■ **GIVEN INFORMATION**

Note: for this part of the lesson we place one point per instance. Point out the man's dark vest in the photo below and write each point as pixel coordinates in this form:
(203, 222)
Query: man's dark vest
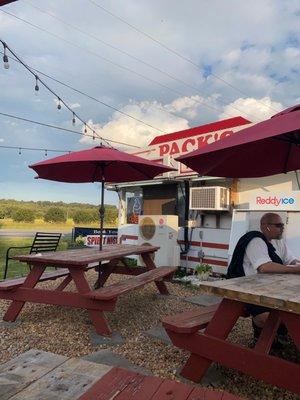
(235, 268)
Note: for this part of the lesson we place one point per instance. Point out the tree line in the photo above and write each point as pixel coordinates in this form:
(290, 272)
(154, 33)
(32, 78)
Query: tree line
(55, 212)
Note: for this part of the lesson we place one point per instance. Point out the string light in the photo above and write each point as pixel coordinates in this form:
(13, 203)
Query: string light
(5, 58)
(38, 79)
(36, 88)
(46, 151)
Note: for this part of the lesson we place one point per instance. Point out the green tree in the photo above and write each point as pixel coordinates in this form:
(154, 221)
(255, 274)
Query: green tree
(111, 215)
(83, 217)
(23, 215)
(55, 214)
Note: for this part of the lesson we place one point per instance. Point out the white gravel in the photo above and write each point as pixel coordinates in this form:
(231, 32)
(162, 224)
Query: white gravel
(66, 331)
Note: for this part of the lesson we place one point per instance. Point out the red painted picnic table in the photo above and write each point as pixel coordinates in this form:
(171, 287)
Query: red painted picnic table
(280, 293)
(73, 265)
(120, 384)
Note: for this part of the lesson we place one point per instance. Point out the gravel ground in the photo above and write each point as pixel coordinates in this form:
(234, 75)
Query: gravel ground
(66, 332)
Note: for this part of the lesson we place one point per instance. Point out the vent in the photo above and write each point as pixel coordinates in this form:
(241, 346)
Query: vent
(209, 198)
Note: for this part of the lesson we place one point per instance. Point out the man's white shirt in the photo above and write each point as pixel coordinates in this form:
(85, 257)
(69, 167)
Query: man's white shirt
(257, 254)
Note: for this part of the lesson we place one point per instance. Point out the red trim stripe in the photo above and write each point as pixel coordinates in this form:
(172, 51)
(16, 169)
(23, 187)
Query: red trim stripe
(128, 237)
(198, 130)
(207, 244)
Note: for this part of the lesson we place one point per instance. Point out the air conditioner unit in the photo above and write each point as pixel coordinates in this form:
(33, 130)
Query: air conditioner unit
(209, 198)
(162, 231)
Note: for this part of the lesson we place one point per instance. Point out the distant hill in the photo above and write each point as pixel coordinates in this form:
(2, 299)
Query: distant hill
(9, 208)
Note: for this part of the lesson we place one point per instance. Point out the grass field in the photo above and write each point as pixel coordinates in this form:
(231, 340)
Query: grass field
(40, 225)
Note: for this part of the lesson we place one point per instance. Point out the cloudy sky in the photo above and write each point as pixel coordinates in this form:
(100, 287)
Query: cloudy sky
(143, 69)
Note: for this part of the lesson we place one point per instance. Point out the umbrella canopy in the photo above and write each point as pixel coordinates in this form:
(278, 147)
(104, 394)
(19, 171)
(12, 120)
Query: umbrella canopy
(96, 164)
(267, 148)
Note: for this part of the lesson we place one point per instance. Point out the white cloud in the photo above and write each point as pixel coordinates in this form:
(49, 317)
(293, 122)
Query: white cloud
(127, 130)
(259, 109)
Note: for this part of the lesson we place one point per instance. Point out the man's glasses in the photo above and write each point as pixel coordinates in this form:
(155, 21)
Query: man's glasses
(278, 225)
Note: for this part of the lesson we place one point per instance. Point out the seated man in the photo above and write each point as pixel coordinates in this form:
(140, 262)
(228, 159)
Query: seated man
(263, 252)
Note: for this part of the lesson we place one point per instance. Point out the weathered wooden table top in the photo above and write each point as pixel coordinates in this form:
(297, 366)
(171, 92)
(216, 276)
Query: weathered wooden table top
(279, 291)
(83, 257)
(40, 375)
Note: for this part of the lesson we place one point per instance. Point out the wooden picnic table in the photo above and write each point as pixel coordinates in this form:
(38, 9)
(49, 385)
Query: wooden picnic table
(280, 293)
(38, 375)
(73, 265)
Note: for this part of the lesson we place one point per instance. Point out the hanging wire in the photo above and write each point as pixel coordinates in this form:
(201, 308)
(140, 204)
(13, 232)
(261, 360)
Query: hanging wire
(60, 100)
(21, 148)
(61, 129)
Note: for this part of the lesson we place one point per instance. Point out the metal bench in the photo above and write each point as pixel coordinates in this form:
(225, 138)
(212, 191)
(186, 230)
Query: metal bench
(42, 242)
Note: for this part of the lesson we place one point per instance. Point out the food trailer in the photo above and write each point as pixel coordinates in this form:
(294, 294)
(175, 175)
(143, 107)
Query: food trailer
(197, 219)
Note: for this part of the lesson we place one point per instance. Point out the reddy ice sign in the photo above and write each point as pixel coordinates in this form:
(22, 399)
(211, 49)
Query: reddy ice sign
(275, 201)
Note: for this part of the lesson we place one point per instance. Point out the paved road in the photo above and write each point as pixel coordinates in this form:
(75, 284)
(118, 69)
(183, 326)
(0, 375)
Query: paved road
(22, 233)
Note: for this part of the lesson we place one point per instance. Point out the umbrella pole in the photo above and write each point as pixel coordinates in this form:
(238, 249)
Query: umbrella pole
(101, 213)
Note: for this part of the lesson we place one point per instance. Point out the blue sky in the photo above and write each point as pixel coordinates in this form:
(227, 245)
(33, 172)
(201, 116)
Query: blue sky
(233, 58)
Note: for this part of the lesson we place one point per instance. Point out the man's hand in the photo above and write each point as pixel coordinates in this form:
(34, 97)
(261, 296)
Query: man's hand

■ **ASSIGNMENT**
Images must not appear in the copy; reproduce everything else in the records verbatim.

■ **ANSWER BELOW**
Note: for this part of the lesson we place one point per instance. Point out the man's dark vest in the photo below and write each point as pixel coordinates in this form:
(203, 222)
Query: man's dark vest
(235, 268)
Note: for this part of the lesson we place one point per instance. Point out the tree line in the photo above and write each point as pixel coordinates in this form:
(290, 272)
(154, 33)
(32, 78)
Query: tree line
(55, 212)
Note: for this part of the lesson we place one point per instance. Point out the string light in the photo above and write each point as pixel coordinates in this form:
(13, 203)
Query: string light
(5, 58)
(38, 79)
(36, 88)
(46, 151)
Note: for this part of the lesson we place one point per instance. Point out the green tree in the photo above and write each point as pixel coordinates in this form:
(154, 221)
(255, 274)
Query: green tree
(111, 215)
(83, 217)
(23, 215)
(55, 214)
Note: for this part of the lesson we place one point per instance. Point out the white gravel in the photo above and write each point as pixel coordinates in this form:
(231, 32)
(162, 224)
Query: white gravel
(66, 331)
Note: for this part of the lesson we place one point per instance. Point out the red painted picnic table in the photo above and write each point as pixel coordinates in this form:
(171, 287)
Query: red painted picnic table
(280, 293)
(73, 265)
(120, 384)
Note: for this part of the lesson we place one point per instance. Point out the gravel ground in the photo above and write each point as pixel coordinates in this form:
(234, 75)
Query: gravel ground
(66, 332)
Note: for this part of the lesson we place one point per instance. Point out the vent in the photo above and write each point as pixel coordinates in this form:
(241, 346)
Query: vent
(209, 198)
Note: for this part of the lesson we place one point per instance. Point out the man's white shirt in the photo above and write each point as pixel coordinates in this form:
(85, 257)
(69, 167)
Query: man's white shirt
(257, 254)
Note: for this part of the lesson we place one point per instance. Point out the red trim stripe in the photo above and write each point as pixel coordinates in this form:
(172, 51)
(16, 169)
(23, 187)
Query: red trim stripe
(128, 237)
(198, 130)
(207, 244)
Note: for this part of the lesson we place one point per instance. Point out the air conditioner unit in the photo above and write each point as pixel coordinates in this form:
(33, 130)
Query: air conditioner unit
(209, 198)
(162, 231)
Note: for this part of the lesson we place one point per instance. Point out the distant hill in the photo above and write each point as pixel coordinates in this form:
(2, 299)
Query: distant hill
(9, 208)
Note: for this part of the lesson we place one point per instance. Point out the grass field in the photo above and write each point as pixel coordinates in this form:
(231, 340)
Query: grass field
(40, 225)
Note: for this part of the lesson we place one point per instance. Point out the cloudy sky in the photo above and write each point as pixel coordinates in this form:
(100, 287)
Query: cloudy sky
(143, 69)
Note: for this part of the lesson we place one point per instance. Point out the umbrella canopy in the photo above and write each point as pixel coordinates in this form:
(278, 147)
(104, 394)
(19, 171)
(12, 120)
Query: umbrella canopy
(96, 164)
(267, 148)
Note: for this part of the lesson we place one point per instance. Point out the white cloud in the photo above and write each point as pixel coordinates in this form:
(49, 317)
(293, 122)
Query: white cloud
(127, 130)
(259, 109)
Note: for this part of the lesson we place one point per instance. Point out the man's glasses in the photo above and write each point as pixel coordinates in this form:
(155, 21)
Query: man's glasses
(278, 225)
Note: for this part of the lesson we place one point per instance. Point out the seated man in the photo above and write each point as pixel coordinates in this form:
(140, 262)
(228, 159)
Query: seated man
(263, 252)
Note: for this part of the lesson we place one point per instance. Point out the weathered wooden table top in the photo above and write each point as pixel coordinates in this form:
(297, 366)
(171, 92)
(216, 276)
Query: weathered wooden table top
(279, 291)
(83, 257)
(40, 375)
Note: for this part of the lesson we place one point per instance. Point out the wooden picnic table in the photo above and write each point as pixel coordinates in this form:
(38, 9)
(49, 385)
Query: wooden picnic table
(280, 293)
(38, 375)
(73, 265)
Note: for this part of the lesson we place one point per instance. Point out the hanging wire in the photo above and write each point as pixel coordinates in this form:
(201, 308)
(140, 204)
(13, 232)
(261, 360)
Query: hanging wire
(60, 100)
(21, 148)
(61, 129)
Note: for this part of the lesson we place one point per instance. Point out the metal bench in the photo above and write each point as pixel coordinates in this form:
(225, 138)
(212, 191)
(186, 230)
Query: metal bench
(42, 242)
Note: for this part of the lesson we place one point per instance. Point out the food trailer in the photo above and write each point as pixel coordinates in this form:
(294, 294)
(175, 175)
(143, 107)
Query: food trailer
(197, 219)
Note: for this part of the lesson we place one point per instance. Point out the reddy ice sign in the photo above and write each point as pixel coordinates in this form:
(22, 399)
(211, 49)
Query: reddy ice sign
(275, 201)
Note: for this part of the lesson we place one point per instance. Point out the paved road in the photo above and write each point as pixel coordinates in this form:
(75, 284)
(118, 69)
(183, 326)
(0, 375)
Query: paved road
(22, 233)
Note: for this part of the lesson we place one point per instance. Point out the umbrella pole in the photo above and write each point as pixel coordinates in this form:
(238, 249)
Query: umbrella pole
(101, 213)
Note: for this part of the lesson we place one point per instance. Point out the blue sky in the photo above and write each point as pixel coordinates in this form:
(227, 245)
(33, 172)
(201, 116)
Query: blue sky
(233, 58)
Note: for this part of the lesson we place one point per instance. Point out the man's hand in the photo above and write each point as pixel coordinates in this form:
(34, 97)
(261, 296)
Query: man's hand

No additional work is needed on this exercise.